##### 読解文 #####
朝鮮半島の核問題をめぐる6者協議(注1)の第2回会合の開催は、米朝間の溝が埋まらないまま越年する見通しとなった。だが、2003年の東アジアの動きは、ブッシュや小泉の先制攻撃路線を阻止する、大きな平和と緊張緩和の流れを示している。そのことを象徴するものが、日本の東南アジア友好協力条約への加盟表明だ。
力による解決を放棄
12月11〜12日に東京で開かれた日本・東南アジア諸国連合(ASEAN…注2)特別首脳会議において、小泉首相はASEANの基本文書である東南アジア友好協力条約(TAC)に加盟する意向を表明した。
小泉首相は「共に歩むパートナーとしての姿勢を示す象徴的な意味がある」と、加盟の意義をことさら低めようとした。これにはわけがある。これまで「日米安保体制に悪影響を及ぼしかねない。米国抜きの政治的枠組みへの加盟は不適当」(外務省北米局)との姿勢の下に、日本政府はASEANからの加盟要請を一貫して蹴ってきた経過があるのだ。
##### 保存データ #####
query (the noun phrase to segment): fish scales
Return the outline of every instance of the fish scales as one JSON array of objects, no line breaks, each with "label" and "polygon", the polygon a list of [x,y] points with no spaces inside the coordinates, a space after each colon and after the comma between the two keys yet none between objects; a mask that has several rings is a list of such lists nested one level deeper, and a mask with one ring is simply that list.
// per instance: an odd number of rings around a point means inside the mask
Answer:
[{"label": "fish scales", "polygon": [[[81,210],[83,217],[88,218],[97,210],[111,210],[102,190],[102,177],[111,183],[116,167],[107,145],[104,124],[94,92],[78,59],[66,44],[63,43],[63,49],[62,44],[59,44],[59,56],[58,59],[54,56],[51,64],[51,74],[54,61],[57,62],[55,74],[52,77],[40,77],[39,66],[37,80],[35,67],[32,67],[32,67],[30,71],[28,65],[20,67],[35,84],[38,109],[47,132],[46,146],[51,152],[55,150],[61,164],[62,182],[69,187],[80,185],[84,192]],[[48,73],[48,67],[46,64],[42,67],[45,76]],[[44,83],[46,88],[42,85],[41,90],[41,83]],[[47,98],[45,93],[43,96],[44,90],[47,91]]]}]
#####
» 課題内容
東南アジア友好協力条約への日本の加盟表明を論じた読解文を、その最後の文の後から書き進めること。

» 解答
ではTACとはどういう条約なのか。
TACは、ベトナム戦争終結の翌1976年ASEANの当初の加盟5か国が調印した条約で、加盟国同士が相互の主権と領土を尊重し、内政不干渉・紛争の平和的解決を誓ったものだ(資料参照)。もし紛争が発生した場合も、加盟国は武力による威嚇や武力行使を控え、友好的交渉で紛争を解決するよう求められる。
87年の議定書改定でASEAN以外の国もTACに加盟できるようになり、現在ASEANは周辺国にも加盟を呼びかけている。03年6月にはロシアがASEANとの共同声明でTACの重要性を確認し、10月には中国とインドが同条約に署名した。また核保有国のロシアと中国は、ASEANが推進している「東南アジア非核地帯構想」の実効性を保障する非核兵器地帯条約付属議定書にも署名の用意があると表明している。
こうした流れの中でASEAN各国には、日米関係を盾に加盟に否定的な態度をとる日本への不満が高まっていた。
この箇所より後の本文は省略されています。